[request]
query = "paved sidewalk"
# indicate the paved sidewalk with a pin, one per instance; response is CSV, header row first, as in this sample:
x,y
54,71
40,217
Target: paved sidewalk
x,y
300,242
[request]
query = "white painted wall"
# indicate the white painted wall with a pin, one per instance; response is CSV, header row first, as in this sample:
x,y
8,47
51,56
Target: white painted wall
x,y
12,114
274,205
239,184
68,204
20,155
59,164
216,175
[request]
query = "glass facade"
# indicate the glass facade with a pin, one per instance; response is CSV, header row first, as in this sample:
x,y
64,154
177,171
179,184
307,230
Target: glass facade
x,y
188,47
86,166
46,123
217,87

* * *

(What needs to be done): Reproduce the full listing, requests included, and shift every x and y coordinate in the answers up by 12. Leave the numbers in the requests and in their CSV samples unchanged.

(Problem solution):
[request]
query = "paved sidewalk"
# indicate the paved sidewalk with a pin, one per instance; response is CSV, header row first, as in this sample:
x,y
54,71
40,217
Target: paved sidewalk
x,y
312,254
[request]
query = "white painted wall"
# indicate the white painted wall with a pin, one per instance; response is CSV, header row first, as in this sample:
x,y
8,47
51,56
Target: white painted wall
x,y
24,126
286,217
251,196
80,216
32,167
71,176
228,187
[request]
query = "glass facade"
# indicate the glass facade with a pin, one per instance; response is CSV, header row first, as in this sample:
x,y
64,154
177,171
179,184
307,230
Target: glass facade
x,y
200,59
98,178
58,135
229,99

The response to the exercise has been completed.